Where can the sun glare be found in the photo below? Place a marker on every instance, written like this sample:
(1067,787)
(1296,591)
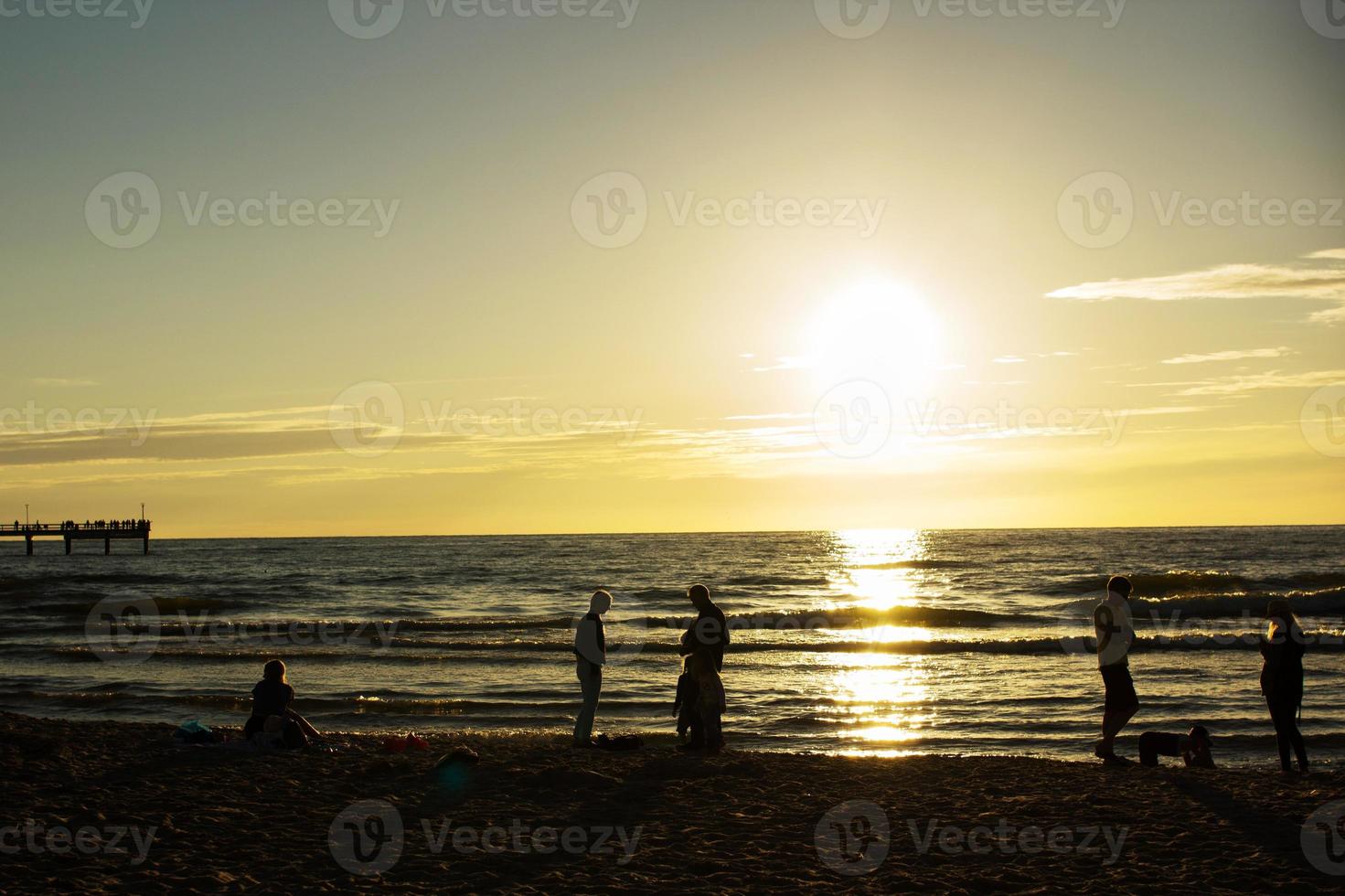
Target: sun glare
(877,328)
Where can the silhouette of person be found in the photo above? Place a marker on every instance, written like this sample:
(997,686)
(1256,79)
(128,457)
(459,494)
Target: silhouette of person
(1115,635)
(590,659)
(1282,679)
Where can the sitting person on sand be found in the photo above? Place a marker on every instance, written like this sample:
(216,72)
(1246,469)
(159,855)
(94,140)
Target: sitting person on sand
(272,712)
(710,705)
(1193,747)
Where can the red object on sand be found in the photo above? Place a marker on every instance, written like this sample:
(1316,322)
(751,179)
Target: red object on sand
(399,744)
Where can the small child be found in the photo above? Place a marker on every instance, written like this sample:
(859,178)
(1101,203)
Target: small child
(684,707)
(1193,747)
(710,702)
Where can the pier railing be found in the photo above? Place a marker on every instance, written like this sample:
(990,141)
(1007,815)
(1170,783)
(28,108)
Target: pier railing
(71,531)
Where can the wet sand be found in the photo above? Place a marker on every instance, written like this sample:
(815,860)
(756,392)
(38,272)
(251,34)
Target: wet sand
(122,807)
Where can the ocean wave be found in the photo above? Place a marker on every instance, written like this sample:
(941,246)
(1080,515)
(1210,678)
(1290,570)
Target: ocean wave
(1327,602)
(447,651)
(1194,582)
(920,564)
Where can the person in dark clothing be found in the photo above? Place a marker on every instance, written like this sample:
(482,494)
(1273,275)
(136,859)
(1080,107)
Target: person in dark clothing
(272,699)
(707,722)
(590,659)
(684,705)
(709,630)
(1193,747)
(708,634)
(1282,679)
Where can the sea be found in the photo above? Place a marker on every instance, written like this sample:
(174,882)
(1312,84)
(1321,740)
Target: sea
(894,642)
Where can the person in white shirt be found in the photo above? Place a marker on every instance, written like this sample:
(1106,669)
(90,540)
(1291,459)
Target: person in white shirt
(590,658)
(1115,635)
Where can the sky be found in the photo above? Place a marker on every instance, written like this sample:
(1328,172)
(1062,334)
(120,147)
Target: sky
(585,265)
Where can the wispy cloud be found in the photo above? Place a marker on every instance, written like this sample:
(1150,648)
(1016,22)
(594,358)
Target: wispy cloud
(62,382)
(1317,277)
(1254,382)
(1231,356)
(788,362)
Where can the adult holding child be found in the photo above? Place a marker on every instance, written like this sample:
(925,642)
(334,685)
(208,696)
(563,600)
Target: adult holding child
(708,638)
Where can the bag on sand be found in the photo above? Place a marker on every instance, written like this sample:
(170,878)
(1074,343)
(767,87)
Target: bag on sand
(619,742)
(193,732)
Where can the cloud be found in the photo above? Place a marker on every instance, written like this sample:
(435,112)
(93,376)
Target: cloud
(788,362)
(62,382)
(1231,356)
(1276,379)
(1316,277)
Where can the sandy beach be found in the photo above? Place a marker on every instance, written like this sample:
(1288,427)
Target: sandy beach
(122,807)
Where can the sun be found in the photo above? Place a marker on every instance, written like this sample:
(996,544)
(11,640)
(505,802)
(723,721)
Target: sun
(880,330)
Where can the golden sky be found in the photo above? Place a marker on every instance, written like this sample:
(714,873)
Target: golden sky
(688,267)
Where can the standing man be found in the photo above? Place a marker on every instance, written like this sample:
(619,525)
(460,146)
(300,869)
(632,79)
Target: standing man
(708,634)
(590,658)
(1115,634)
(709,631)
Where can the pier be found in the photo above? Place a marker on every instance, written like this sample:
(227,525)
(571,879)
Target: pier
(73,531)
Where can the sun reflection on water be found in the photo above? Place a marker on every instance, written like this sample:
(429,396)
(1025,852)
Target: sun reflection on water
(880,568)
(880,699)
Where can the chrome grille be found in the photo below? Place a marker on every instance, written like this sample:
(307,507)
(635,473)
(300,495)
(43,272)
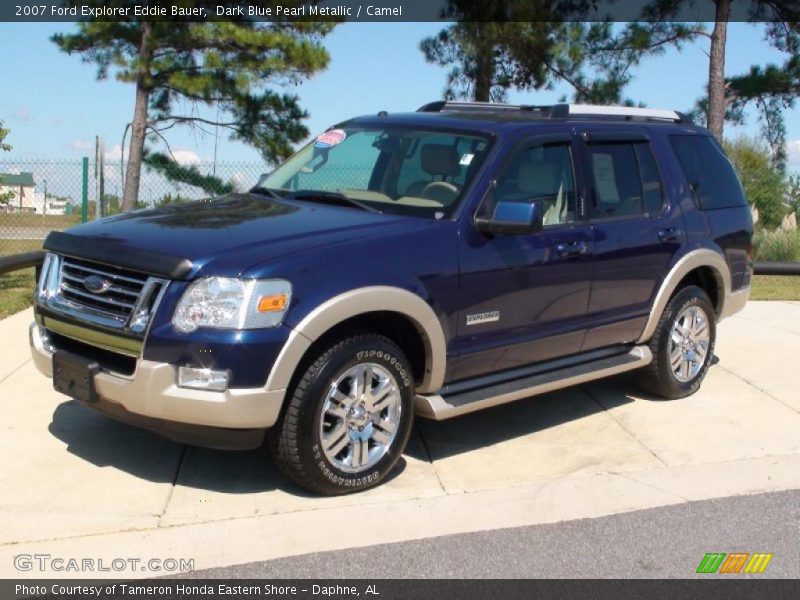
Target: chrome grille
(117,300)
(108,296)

_____

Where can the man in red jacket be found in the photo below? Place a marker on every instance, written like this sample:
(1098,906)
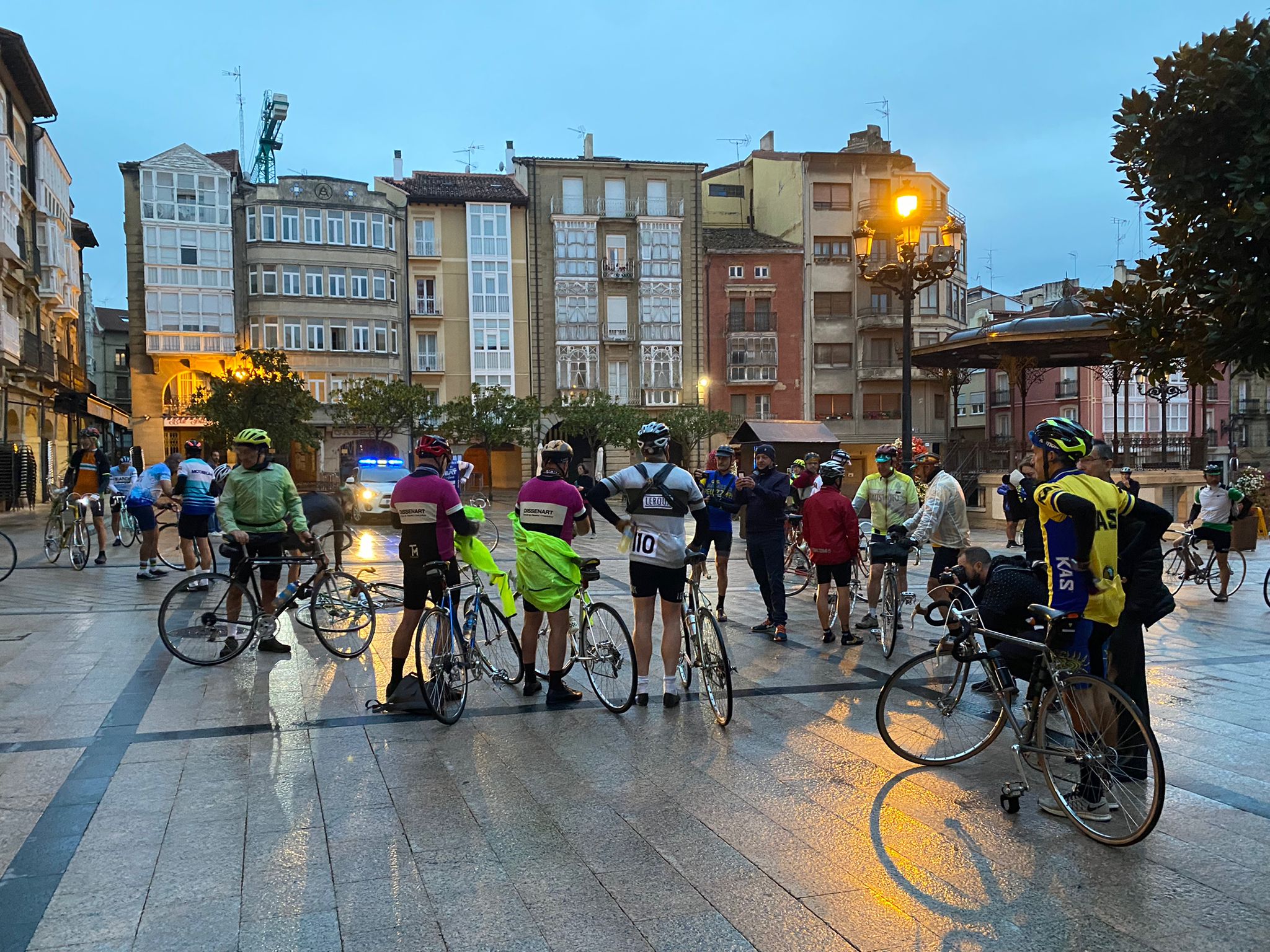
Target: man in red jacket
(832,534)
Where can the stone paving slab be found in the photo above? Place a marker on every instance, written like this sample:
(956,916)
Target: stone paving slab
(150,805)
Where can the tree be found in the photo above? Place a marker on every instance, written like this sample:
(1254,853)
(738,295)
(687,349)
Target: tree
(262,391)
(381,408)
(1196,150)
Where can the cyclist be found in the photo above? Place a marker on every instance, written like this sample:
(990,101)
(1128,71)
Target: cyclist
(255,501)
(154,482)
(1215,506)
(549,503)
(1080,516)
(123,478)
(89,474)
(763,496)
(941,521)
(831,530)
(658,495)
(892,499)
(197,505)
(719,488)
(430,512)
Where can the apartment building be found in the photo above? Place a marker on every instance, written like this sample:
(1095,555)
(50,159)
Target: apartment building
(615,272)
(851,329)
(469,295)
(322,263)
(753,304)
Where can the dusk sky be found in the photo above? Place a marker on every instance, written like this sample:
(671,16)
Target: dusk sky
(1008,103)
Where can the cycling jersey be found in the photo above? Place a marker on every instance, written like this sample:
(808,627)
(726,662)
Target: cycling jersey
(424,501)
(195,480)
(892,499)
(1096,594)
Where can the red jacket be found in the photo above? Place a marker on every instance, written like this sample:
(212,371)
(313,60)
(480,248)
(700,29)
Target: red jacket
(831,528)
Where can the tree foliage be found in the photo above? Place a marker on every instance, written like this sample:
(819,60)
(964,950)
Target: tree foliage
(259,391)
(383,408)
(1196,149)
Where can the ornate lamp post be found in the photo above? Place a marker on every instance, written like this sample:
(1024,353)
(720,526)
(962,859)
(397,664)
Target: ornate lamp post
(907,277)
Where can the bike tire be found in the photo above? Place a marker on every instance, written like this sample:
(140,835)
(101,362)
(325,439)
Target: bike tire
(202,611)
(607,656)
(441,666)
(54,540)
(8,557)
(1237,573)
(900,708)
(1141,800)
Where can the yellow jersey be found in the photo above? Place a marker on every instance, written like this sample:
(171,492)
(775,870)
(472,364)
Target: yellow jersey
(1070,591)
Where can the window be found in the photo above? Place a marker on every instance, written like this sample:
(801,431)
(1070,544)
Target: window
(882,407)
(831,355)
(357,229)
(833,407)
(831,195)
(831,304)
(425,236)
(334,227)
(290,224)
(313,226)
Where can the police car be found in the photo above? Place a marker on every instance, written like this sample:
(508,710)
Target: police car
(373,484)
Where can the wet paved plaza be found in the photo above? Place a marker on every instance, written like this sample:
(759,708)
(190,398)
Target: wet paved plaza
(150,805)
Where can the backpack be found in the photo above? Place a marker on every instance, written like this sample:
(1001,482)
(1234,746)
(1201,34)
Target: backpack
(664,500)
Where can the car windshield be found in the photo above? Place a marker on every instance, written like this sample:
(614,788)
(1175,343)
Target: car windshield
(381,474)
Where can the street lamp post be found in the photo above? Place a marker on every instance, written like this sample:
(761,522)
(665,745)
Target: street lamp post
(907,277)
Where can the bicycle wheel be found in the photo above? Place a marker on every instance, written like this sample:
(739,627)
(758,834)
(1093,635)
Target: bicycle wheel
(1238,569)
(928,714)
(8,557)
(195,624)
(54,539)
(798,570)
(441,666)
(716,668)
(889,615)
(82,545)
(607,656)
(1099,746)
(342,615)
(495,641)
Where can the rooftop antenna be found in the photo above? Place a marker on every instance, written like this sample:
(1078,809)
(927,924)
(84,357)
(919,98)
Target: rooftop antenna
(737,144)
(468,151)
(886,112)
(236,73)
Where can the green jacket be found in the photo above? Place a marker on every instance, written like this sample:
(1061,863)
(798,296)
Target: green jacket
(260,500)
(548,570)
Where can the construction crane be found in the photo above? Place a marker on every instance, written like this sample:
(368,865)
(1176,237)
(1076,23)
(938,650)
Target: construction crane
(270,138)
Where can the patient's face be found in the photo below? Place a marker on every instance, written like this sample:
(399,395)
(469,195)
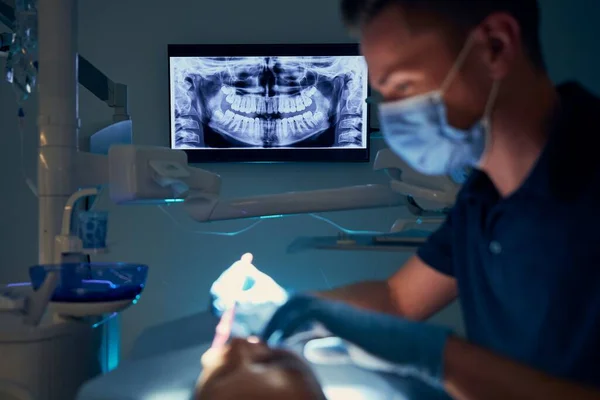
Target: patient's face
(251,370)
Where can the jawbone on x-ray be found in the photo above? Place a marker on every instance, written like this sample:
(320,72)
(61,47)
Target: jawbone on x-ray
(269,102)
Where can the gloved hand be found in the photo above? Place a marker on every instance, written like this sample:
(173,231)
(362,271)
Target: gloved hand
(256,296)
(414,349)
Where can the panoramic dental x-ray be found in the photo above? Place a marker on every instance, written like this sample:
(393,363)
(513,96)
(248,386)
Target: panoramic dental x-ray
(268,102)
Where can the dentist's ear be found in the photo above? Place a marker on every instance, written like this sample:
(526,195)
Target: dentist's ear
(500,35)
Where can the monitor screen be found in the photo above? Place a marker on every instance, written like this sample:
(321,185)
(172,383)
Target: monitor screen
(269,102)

_____

* [WRITTEN PROBLEM]: Extract every line of the material above that contains the string "railing", and list those lines unchanged.

* [CORRECT ANSWER]:
Where can the pier railing be found in the photo above? Place a marker on every instance, written like this sample:
Target: pier railing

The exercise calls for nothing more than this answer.